* **WORK TO BE COMPLETED**:
In the excerpt below on framework rules and code reuse, why does the author hold that the software creation rate is still at least one to one even if reusable code takes three times longer to write? Answer in one to three sentences.

SELECTED EXCERPT Start Marker

The rules aspect includes, of course, coding standards, but it should also guide developers on their choices covering how to use underlying technologies, and relatively mundane things like how the project is structured, and naming, also this is not a comprehensive list and also may vary over the project event space. An example of rules would be to dictate how specific technologies are used, in Spring and Hibernate there are often multiple ways to write code which performs the same function as well as competing configuration "modes" e.g. annotations vs. XML. One common coding variation in Hibernate systems is the HQL vs Criteria API "debate" many systems I have worked on tend to have a haphazard mix of both, a consistent system will have Dao classes that have specific rules about when to choose the Criteria API over HQL and thus not leave it to the developer’s whim. Rules should also be viewed organic and evolving, especially if the developers are new to technologies. Also the rules should extend to how and when the framework components should be used.

Of course as I was writing this, I came across several reuse skepticism articles including "Reuse Myth - can you afford reusable code?" which was on the Reddit and following the links yielded: "the imperial clothing crisis" and "Hidden Costs Of Code Reuse". At first, my reaction was that all of this was completely antithetical to my arguments; however, in reading them, I realized that they are good sources for refinement of my points.

First I should point out that the framework architecture is hopefully created by the architects and alpha developers, also the alpha developers generally produce higher quality code at least three times faster than average 80%, so conceivably your software creation rate is still at least one to one, based on the argument about reusable code takes three times longer, also I would argue that in general it does in fact take more time to produce higher quality software than to produce lower quality software. Admittedly, most manager types usually don’t want to hear that!

It should be noted that framework code should be constructed in a deliberated and hopefully collaborative way, and that not everything should be made reusable, however, I am of the opinion that, if you use it more than once it is a candidate for reuse refactoring, however, this needs to be tempered by the level of effort to achieve reusability, sometimes cut and paste makes more sense. Also, as the above reuse skepticism articles suggest, don’t go crazy trying to create a bunch of reusable code before you have the need to use it. Another somewhat ironic point is that the framework concept that I am promoting often in part consists of components that reduce the generality of the underlying frameworks narrowing those API’s for more focused integration to define a cleaner interface with the higher level application code.

There is one additional "meta" component that I have used and seen during my career, it is sometimes referred to a sample or template project, the more recent name which I have encountered is bootstrap project. The bootstrap project often both exemplifies and ties the rules and components aspects together. It usually contains the configuration structure and usually sample code to guide how projects should be constructed, and it is often an actual running project which can be deployed to the target development environment.

1 This particular reference is actually restatement of Greenspun's Tenth Rule, which Paul Graham references in his essay, when I first wrote this I remembered it as Paul Graham's, however, upon rediscovering the essay I realized that it was actually a reference, I decided to leave it this way because I think Paul Graham’s essay and body of work is worth reading as is Philip Greenspun’s.

SELECTED EXCERPT End Marker
THE DATA Start Marker

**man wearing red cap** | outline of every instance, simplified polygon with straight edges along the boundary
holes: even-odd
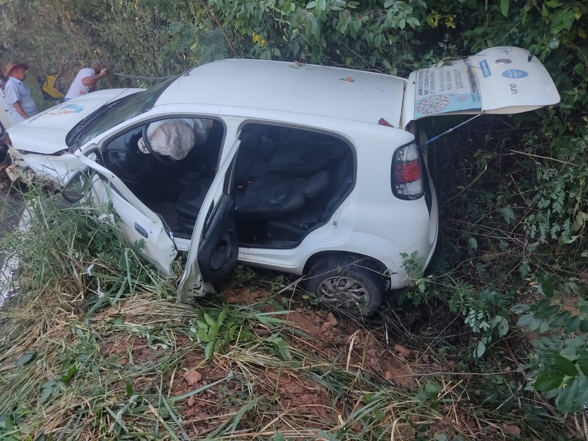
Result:
[[[24,63],[11,63],[6,68],[4,95],[12,111],[15,124],[39,113],[31,91],[22,82],[26,76],[25,71],[28,68]]]

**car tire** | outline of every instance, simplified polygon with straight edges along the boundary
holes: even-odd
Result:
[[[381,271],[365,258],[320,260],[311,267],[308,276],[307,289],[321,303],[356,317],[377,309],[386,290]]]

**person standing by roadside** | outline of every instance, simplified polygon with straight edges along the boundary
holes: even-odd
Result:
[[[39,113],[31,91],[22,82],[28,68],[28,65],[24,63],[11,63],[6,68],[4,95],[6,102],[10,105],[15,124]]]
[[[107,71],[98,60],[92,60],[89,68],[81,69],[75,76],[69,90],[65,94],[68,101],[96,90],[96,85],[106,76]]]

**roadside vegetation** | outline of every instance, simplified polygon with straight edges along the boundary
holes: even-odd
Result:
[[[430,148],[435,262],[406,256],[412,286],[362,323],[245,268],[176,304],[179,264],[162,278],[96,212],[31,190],[31,229],[2,242],[21,265],[0,309],[0,438],[588,439],[584,2],[93,3],[0,0],[5,64],[66,84],[97,55],[102,86],[145,86],[227,56],[404,75],[511,45],[562,102]]]

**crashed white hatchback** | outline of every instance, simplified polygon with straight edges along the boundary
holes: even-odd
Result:
[[[91,181],[93,201],[112,202],[161,272],[188,251],[179,298],[218,288],[238,260],[306,275],[325,303],[371,311],[407,285],[401,255],[425,268],[437,242],[417,120],[559,101],[541,62],[517,48],[408,79],[230,59],[147,90],[90,93],[9,133],[14,162],[67,184],[70,199]]]

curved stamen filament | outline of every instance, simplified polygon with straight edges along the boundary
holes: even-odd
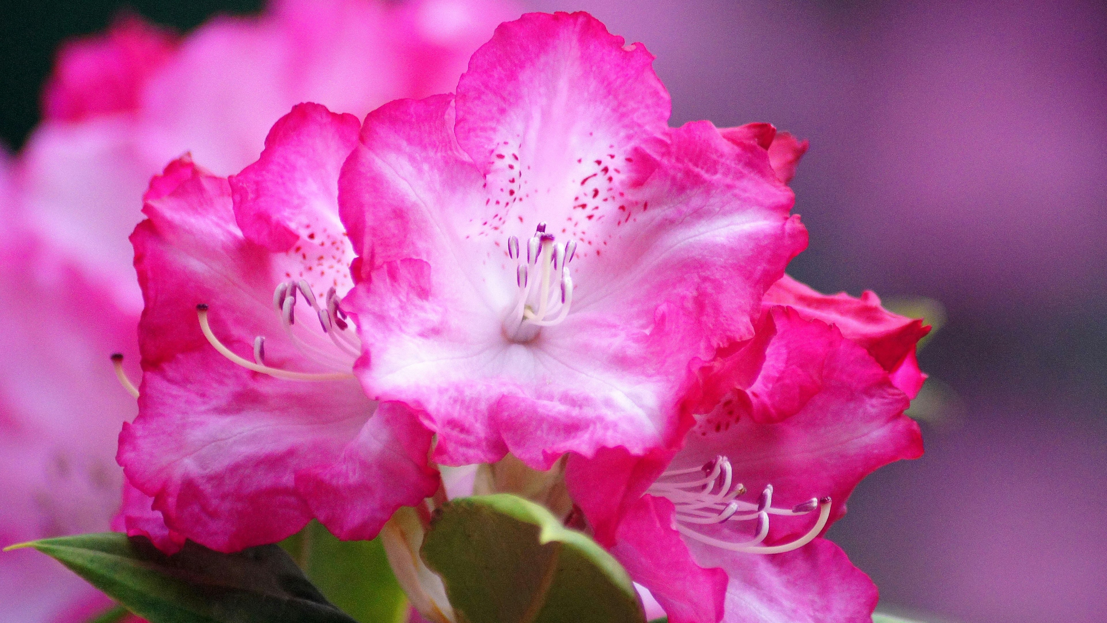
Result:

THE DATA End Marker

* **SOLUTION**:
The framework is ideally built by the architects and alpha developers, who generally produce higher quality code at least three times faster than the average 80%. That speed offsets the threefold extra time that reusable code is said to take, so the overall rate of software creation stays at least one to one.